Leaving out the images, please reproduce each line below exactly.

Data records
▽

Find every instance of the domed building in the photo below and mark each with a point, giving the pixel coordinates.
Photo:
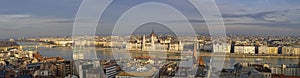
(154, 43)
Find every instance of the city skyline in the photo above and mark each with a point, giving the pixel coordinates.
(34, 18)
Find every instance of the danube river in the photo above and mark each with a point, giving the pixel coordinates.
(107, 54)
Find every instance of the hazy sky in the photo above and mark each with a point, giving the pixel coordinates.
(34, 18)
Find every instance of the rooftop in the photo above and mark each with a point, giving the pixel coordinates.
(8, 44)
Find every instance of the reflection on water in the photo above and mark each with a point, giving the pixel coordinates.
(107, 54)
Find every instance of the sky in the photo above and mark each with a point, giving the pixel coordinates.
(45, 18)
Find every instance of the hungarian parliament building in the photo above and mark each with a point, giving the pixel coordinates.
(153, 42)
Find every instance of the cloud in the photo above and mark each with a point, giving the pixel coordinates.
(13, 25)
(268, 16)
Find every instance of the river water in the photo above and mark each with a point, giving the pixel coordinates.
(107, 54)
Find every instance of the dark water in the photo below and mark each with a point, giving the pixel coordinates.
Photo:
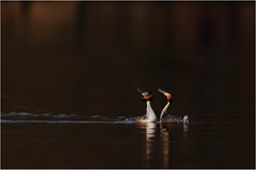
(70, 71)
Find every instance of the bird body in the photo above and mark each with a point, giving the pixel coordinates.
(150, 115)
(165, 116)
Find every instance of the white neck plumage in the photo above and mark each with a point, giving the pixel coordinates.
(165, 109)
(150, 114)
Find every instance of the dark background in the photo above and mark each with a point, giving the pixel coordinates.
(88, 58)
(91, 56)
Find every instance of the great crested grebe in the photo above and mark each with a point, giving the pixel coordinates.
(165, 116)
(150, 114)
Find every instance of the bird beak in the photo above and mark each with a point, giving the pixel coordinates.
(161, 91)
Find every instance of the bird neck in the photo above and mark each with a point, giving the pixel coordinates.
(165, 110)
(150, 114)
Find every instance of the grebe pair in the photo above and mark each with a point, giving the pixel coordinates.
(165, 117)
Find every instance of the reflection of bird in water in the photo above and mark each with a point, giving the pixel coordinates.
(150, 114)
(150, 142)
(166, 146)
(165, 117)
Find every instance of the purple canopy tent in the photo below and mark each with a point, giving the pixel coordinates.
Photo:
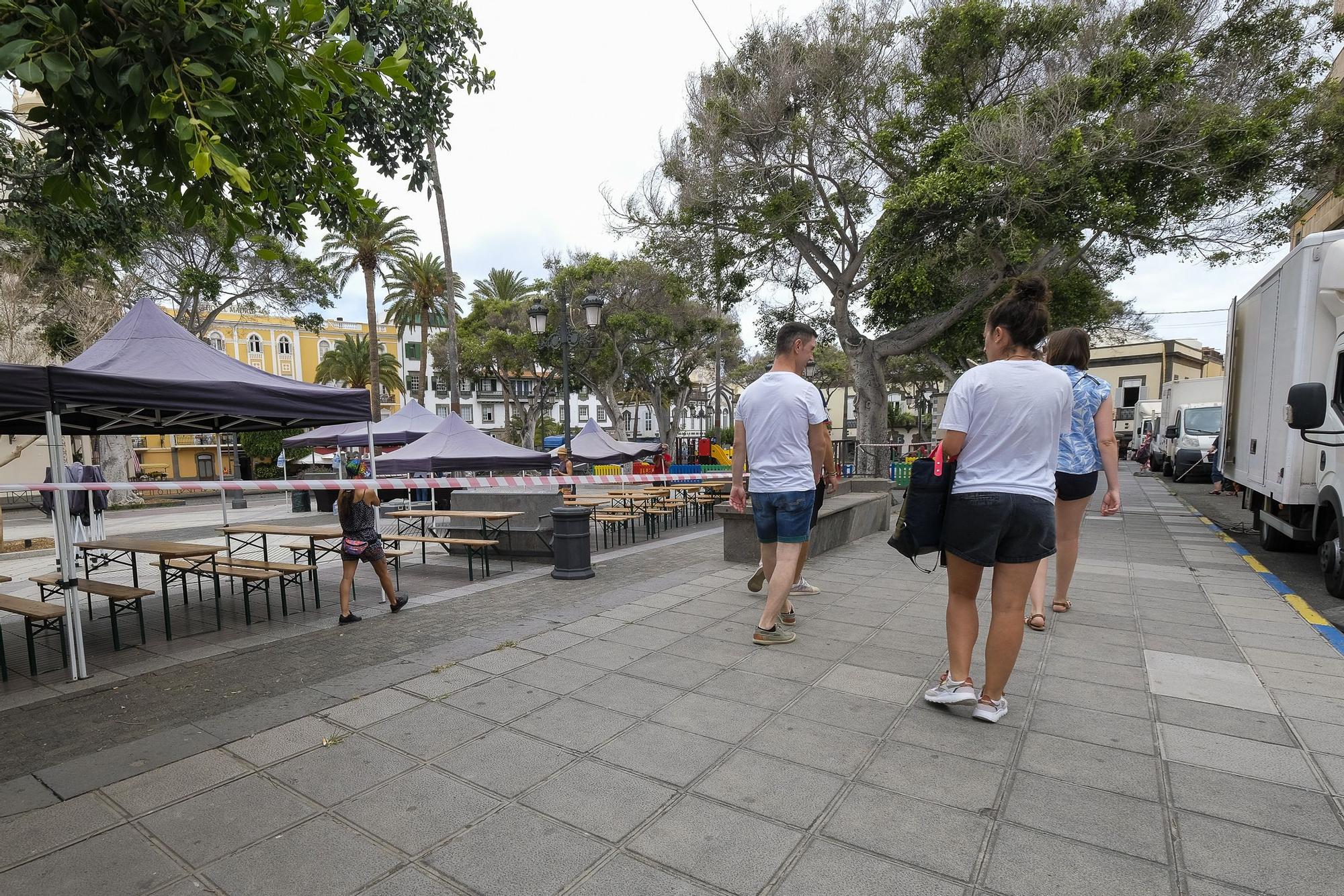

△

Answer area ▸
Find every instance of the domed building in the photo below and mark each with a point, giving the pixel coordinates.
Photo:
(154, 43)
Find every instance of the city skyline in the photo above and mark each with a point, giving the pixel coordinates.
(34, 18)
Find every instance of the danube river in the photo above and mark each with a point, giving the pixel coordinates.
(107, 54)
Find every instance of the hazy sky in the photo above and mark each with a point, giving the pixel coordinates.
(34, 18)
Find every instance of the rooftop in the photo above and mark each with a point, giving the pixel coordinates.
(8, 44)
Find every instance of the reflection on water in the photo above and mark each with a point, giving the pixel coordinates.
(107, 54)
Find every instance of the sky in the photo above and mark each with a point, giving the pixel coordinates.
(45, 18)
Find every instance of the hungarian parliament building in the photo above and mark each with a point, giving the pixel coordinates.
(153, 42)
Find every instance of the cloud in the photo above and mark each with a point, giving the pixel coordinates.
(13, 25)
(268, 16)
Find every instance of the river water in the photo above and mark each with a point, giving the pixel coordinates.
(107, 54)
Find every instance of the dark water in the photo below and mark each with a point, giving the pixel coordinates.
Photo:
(70, 71)
Find every instance of the bird body in the photo above and mark each with a point, giving the pixel coordinates.
(150, 115)
(165, 116)
Find every instance of the white neck plumage in the photo above and mark each with a point, giving the pixel coordinates.
(165, 109)
(150, 114)
Find every instance of the dark background in the photo above and mark each with a point, giving the pixel coordinates.
(88, 58)
(91, 56)
Find every instance of the great crested grebe in the photo above and mark each with a point, giving the pixel coordinates.
(165, 116)
(150, 114)
Find every instance of the bird beak in the photo above and mark each with a point, giving the pixel coordinates.
(161, 91)
Find every instance of the bird neck in the photo above and mark each with a point, giving the pixel coordinates.
(165, 110)
(150, 114)
Find every instance of the grebe pair in the photo above and mark each with a point, giving the pixel coordinates.
(165, 117)
Find every instance of the reflection of bird in water in the photo above and mark each with a point, giving the pixel coordinates.
(150, 114)
(150, 142)
(166, 146)
(165, 117)
Find every instance of the purple canopy tent in the photo below and mark each with a point, giving the pixel coordinates.
Photo:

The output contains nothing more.